• [THE TASK]: Would you copy only the lines below, beginning with the one that contains "Target: wooden fence post" and running through the last entry line?
+++++
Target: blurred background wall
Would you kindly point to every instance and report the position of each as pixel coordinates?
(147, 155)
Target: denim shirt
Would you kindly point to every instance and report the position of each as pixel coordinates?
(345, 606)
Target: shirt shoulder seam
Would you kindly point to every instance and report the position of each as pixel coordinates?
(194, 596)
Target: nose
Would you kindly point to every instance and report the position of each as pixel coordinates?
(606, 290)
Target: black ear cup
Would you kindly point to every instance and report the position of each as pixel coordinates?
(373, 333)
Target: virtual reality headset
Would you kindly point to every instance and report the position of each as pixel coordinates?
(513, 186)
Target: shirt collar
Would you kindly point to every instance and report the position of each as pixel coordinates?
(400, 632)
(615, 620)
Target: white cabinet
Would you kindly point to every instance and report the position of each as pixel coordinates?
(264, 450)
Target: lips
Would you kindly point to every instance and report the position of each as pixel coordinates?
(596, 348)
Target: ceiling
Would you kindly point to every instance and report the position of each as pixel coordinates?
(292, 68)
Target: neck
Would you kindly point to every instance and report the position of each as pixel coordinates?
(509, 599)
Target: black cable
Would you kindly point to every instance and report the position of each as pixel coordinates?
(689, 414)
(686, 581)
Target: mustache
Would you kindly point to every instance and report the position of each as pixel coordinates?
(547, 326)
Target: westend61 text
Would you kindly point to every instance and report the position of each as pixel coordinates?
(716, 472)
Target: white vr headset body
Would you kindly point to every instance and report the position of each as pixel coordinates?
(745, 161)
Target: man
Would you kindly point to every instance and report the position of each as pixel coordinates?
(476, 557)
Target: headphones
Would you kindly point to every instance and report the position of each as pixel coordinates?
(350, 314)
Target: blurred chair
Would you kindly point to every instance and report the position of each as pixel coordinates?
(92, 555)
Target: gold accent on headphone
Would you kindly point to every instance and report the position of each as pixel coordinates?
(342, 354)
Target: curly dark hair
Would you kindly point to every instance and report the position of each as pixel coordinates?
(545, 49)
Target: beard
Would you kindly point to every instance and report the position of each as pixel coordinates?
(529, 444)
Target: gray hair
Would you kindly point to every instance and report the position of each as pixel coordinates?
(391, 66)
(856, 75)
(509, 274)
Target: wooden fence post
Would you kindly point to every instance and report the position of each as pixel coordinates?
+++++
• [RESULT]:
Target: wooden fence post
Would you kindly point to every instance and report the position of each as pixel coordinates?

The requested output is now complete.